**Data records**
* * * *

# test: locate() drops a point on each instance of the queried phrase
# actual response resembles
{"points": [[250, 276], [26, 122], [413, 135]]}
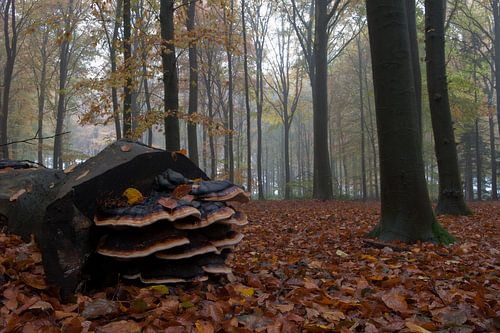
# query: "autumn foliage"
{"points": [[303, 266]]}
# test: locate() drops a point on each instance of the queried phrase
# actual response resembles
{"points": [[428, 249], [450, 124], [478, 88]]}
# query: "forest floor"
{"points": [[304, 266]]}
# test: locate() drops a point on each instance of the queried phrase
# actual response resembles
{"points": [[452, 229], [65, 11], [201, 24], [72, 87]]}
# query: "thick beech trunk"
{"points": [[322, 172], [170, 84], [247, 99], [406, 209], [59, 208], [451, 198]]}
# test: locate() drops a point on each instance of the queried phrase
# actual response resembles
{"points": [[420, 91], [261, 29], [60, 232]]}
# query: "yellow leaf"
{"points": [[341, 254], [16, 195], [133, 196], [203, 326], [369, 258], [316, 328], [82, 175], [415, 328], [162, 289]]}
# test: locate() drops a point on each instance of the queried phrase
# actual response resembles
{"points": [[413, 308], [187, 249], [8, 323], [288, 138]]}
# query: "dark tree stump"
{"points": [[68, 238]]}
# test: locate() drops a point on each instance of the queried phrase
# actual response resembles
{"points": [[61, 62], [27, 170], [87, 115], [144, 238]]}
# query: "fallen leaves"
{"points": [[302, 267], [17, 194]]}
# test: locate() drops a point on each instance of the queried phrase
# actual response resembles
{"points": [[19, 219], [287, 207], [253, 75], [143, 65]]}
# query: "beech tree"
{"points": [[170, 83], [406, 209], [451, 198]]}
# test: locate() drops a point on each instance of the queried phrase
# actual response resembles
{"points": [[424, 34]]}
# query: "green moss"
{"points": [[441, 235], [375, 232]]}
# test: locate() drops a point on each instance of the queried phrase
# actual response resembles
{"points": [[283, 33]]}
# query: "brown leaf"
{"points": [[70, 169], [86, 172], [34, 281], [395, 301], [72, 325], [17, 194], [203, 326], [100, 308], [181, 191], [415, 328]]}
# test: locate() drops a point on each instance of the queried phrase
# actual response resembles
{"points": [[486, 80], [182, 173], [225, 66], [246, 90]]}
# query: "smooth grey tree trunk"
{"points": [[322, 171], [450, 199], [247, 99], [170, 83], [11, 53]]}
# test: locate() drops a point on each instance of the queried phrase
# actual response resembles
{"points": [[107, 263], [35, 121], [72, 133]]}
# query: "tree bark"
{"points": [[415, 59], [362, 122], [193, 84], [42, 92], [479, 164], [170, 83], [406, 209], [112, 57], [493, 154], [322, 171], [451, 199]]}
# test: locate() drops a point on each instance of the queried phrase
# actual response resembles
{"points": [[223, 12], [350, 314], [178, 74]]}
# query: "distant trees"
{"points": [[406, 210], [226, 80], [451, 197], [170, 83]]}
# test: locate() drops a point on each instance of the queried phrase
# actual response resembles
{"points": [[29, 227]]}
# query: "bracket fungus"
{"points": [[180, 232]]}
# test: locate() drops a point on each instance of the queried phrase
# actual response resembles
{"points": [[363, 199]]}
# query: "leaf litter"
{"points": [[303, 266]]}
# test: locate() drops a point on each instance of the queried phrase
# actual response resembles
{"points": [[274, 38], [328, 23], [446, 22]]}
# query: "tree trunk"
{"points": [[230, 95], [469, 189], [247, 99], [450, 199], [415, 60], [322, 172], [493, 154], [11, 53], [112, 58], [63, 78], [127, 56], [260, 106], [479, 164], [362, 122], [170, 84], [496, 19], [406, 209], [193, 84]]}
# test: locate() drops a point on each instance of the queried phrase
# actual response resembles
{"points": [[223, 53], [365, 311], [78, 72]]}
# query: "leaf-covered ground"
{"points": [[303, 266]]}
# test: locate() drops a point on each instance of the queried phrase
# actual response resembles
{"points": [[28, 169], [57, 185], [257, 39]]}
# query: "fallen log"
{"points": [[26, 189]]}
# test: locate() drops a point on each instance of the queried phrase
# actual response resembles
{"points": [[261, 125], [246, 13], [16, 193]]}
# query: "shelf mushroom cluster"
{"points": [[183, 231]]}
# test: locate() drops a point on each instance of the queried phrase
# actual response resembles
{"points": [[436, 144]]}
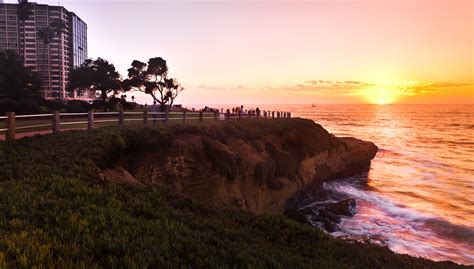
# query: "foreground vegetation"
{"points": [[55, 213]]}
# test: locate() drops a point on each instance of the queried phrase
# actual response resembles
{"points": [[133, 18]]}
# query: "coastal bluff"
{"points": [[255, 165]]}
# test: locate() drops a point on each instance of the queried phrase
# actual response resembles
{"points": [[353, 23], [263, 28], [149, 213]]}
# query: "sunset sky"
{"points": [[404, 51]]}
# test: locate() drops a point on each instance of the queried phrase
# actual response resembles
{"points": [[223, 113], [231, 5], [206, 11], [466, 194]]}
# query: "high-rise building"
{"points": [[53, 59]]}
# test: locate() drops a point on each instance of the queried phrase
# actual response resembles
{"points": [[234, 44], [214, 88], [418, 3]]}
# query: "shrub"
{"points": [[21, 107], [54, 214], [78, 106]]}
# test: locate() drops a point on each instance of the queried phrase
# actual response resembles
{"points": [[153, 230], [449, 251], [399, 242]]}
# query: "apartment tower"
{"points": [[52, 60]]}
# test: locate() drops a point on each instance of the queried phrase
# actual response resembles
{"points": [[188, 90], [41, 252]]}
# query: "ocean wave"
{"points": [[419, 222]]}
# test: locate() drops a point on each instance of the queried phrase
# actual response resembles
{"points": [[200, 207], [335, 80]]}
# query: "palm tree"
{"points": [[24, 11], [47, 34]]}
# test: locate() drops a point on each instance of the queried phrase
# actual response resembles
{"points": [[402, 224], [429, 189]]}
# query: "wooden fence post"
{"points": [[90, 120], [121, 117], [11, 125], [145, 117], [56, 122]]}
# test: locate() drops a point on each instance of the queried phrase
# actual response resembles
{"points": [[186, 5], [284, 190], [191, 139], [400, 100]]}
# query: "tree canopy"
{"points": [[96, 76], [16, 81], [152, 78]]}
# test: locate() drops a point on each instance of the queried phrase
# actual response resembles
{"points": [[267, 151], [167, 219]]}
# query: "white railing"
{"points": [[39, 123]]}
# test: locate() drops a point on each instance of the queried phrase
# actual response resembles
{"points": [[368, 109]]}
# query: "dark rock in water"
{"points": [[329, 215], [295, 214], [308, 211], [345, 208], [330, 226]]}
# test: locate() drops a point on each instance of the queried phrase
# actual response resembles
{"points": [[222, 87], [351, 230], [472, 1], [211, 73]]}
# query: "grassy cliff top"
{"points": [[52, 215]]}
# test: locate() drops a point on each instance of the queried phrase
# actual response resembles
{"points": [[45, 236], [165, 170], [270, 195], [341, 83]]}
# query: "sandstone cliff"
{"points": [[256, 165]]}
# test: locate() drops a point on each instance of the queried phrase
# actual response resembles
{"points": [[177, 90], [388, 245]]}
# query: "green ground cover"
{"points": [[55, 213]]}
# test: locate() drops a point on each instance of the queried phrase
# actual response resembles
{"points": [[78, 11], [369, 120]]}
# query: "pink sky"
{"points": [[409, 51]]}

* * * *

**Work request**
A verbatim copy of every entry above, with no pictures, is the expected output.

**Exercise output**
# test: locate() drops a point on each instance of the queried phrase
# actual response resembles
{"points": [[250, 276], [26, 122], [413, 135]]}
# query: "autumn foliage"
{"points": [[303, 266]]}
# test: locate() drops a point on each instance of the queried phrase
# actual response resembles
{"points": [[428, 249], [450, 124], [478, 88]]}
# query: "forest floor"
{"points": [[304, 266]]}
# test: locate() drops a point on each instance of the queried phrase
# actual response resembles
{"points": [[452, 229], [65, 11], [201, 24], [72, 87]]}
# query: "thick beech trunk"
{"points": [[322, 172], [170, 84], [247, 99], [406, 209], [59, 208], [451, 198]]}
# test: locate() drops a point on each instance of the queried phrase
# actual response resembles
{"points": [[420, 91], [261, 29], [60, 232]]}
# query: "yellow leaf"
{"points": [[341, 254], [16, 195], [133, 196], [203, 326], [369, 258], [316, 328], [82, 175], [415, 328], [162, 289]]}
# test: locate() drops a point on each instance of the queried phrase
# actual response resembles
{"points": [[413, 308], [187, 249], [8, 323], [288, 138]]}
# query: "dark tree stump"
{"points": [[68, 238]]}
# test: locate() drops a point on each instance of the queried phrase
# actual response resembles
{"points": [[61, 62], [27, 170], [87, 115], [144, 238]]}
# query: "fallen leaves"
{"points": [[302, 267], [17, 194]]}
# test: locate() drops a point on each instance of the queried phrase
# actual response resembles
{"points": [[19, 219], [287, 207], [253, 75], [143, 65]]}
# query: "beech tree"
{"points": [[170, 83], [406, 209], [451, 198]]}
# test: locate() drops a point on each instance of the queried phrase
# actual response resembles
{"points": [[424, 34]]}
# query: "green moss"
{"points": [[441, 235], [375, 232]]}
# test: locate() drops a point on each instance of the queried phrase
# actual response resembles
{"points": [[283, 33]]}
# query: "brown leaf"
{"points": [[70, 169], [86, 172], [34, 281], [395, 301], [72, 325], [17, 194], [203, 326], [100, 308], [181, 191], [415, 328]]}
# test: locate() drops a point on each instance of the queried phrase
# actual response resembles
{"points": [[486, 80], [182, 173], [225, 66], [246, 90]]}
# query: "smooth grey tree trunk"
{"points": [[322, 171], [450, 199], [247, 99], [170, 83], [11, 53]]}
# test: locate() drops a point on each instance of the queried phrase
# actual response resembles
{"points": [[107, 263], [35, 121], [72, 133]]}
# query: "tree bark"
{"points": [[415, 59], [362, 122], [193, 84], [42, 92], [479, 164], [170, 83], [406, 209], [112, 57], [493, 154], [322, 171], [451, 199]]}
# test: locate() drops a point on each instance of the queried phrase
# actual response resembles
{"points": [[223, 12], [350, 314], [178, 74]]}
# query: "distant trees"
{"points": [[406, 210], [226, 80], [451, 197], [170, 83]]}
# test: locate() drops a point on each instance of the queried phrase
# actual response resembles
{"points": [[29, 227]]}
# query: "bracket fungus"
{"points": [[180, 232]]}
# test: locate() drops a point on each instance of the queried phrase
# actual response resembles
{"points": [[363, 199]]}
# query: "leaf litter"
{"points": [[303, 266]]}
# test: locate() drops a point on each instance of the queried phrase
# actual response resembles
{"points": [[274, 38], [328, 23], [446, 22]]}
# query: "tree trunk"
{"points": [[230, 95], [469, 189], [247, 99], [450, 199], [415, 60], [322, 172], [493, 154], [11, 53], [112, 58], [63, 78], [127, 56], [260, 106], [479, 164], [362, 122], [170, 84], [496, 19], [406, 209], [193, 84]]}
# test: locate() drops a point on each instance of the queried phrase
# actual response resembles
{"points": [[223, 53], [365, 311], [78, 72]]}
# query: "leaf-covered ground"
{"points": [[303, 266]]}
# test: locate() drops a point on each instance of the queried phrase
# actual response resembles
{"points": [[28, 169], [57, 185], [257, 39]]}
# query: "fallen log"
{"points": [[26, 189]]}
# test: locate() drops a point on each instance of the queried phrase
# actual response resembles
{"points": [[261, 125], [246, 13], [16, 193]]}
# query: "shelf mushroom cluster"
{"points": [[183, 231]]}
# test: locate() drops a point on each instance of the queried phrase
# actual response resembles
{"points": [[436, 144]]}
# query: "foreground vegetation"
{"points": [[55, 213]]}
# test: locate() drops a point on each instance of the queried phrase
# actual response resembles
{"points": [[133, 18]]}
# query: "coastal bluff"
{"points": [[255, 165]]}
# test: locate() drops a point on each instance of the queried phrase
# actual response resembles
{"points": [[353, 23], [263, 28], [149, 213]]}
# query: "sunset sky"
{"points": [[404, 51]]}
# test: locate() drops a point on each instance of the queried phrase
# actual response resembles
{"points": [[223, 113], [231, 5], [206, 11], [466, 194]]}
# query: "high-rise building"
{"points": [[53, 59]]}
# test: locate() drops a point on each instance of the queried phrase
# actual response resembles
{"points": [[234, 44], [214, 88], [418, 3]]}
# query: "shrub"
{"points": [[21, 107], [54, 214], [78, 106]]}
# test: locate() drops a point on each instance of the queried phrase
# actual response resembles
{"points": [[153, 230], [449, 251], [399, 242]]}
# query: "apartment tower"
{"points": [[52, 60]]}
# test: locate() drops a point on each instance of the queried phrase
# actual response resembles
{"points": [[188, 90], [41, 252]]}
# query: "ocean wave"
{"points": [[419, 222]]}
# test: locate() drops a point on each instance of the queried phrase
# actual response resembles
{"points": [[200, 207], [335, 80]]}
# query: "palm tree"
{"points": [[24, 11], [47, 34]]}
# test: locate() drops a point on each instance of the queried phrase
# actual response resembles
{"points": [[402, 224], [429, 189]]}
# query: "wooden fence post"
{"points": [[90, 120], [121, 117], [11, 125], [145, 117], [56, 122]]}
# test: locate() drops a point on each instance of the queried phrase
# actual response resembles
{"points": [[186, 5], [284, 190], [191, 139], [400, 100]]}
# query: "tree canopy"
{"points": [[96, 76], [16, 81], [152, 78]]}
# test: locate() drops a point on each instance of the queried phrase
# actual response resembles
{"points": [[267, 151], [167, 219]]}
# query: "white railing"
{"points": [[39, 123]]}
# test: locate() drops a point on each instance of the queried phrase
# actual response resembles
{"points": [[368, 109]]}
# query: "dark rock in water"
{"points": [[329, 215], [295, 214], [308, 211], [345, 208], [330, 226]]}
# test: locate() drops a point on each instance of the queried phrase
# actual response resembles
{"points": [[222, 87], [351, 230], [472, 1], [211, 73]]}
# query: "grassy cliff top"
{"points": [[52, 215]]}
# test: locate() drops a point on each instance of the queried phrase
# actual response resembles
{"points": [[45, 236], [165, 170], [270, 195], [341, 83]]}
# query: "sandstone cliff"
{"points": [[256, 165]]}
# test: locate() drops a point on each instance of the queried phrase
# actual response resembles
{"points": [[177, 90], [388, 245]]}
# query: "green ground cover"
{"points": [[55, 213]]}
# test: locate() drops a point on each instance of the queried phrase
# actual response resembles
{"points": [[78, 11], [369, 120]]}
# query: "pink sky"
{"points": [[409, 51]]}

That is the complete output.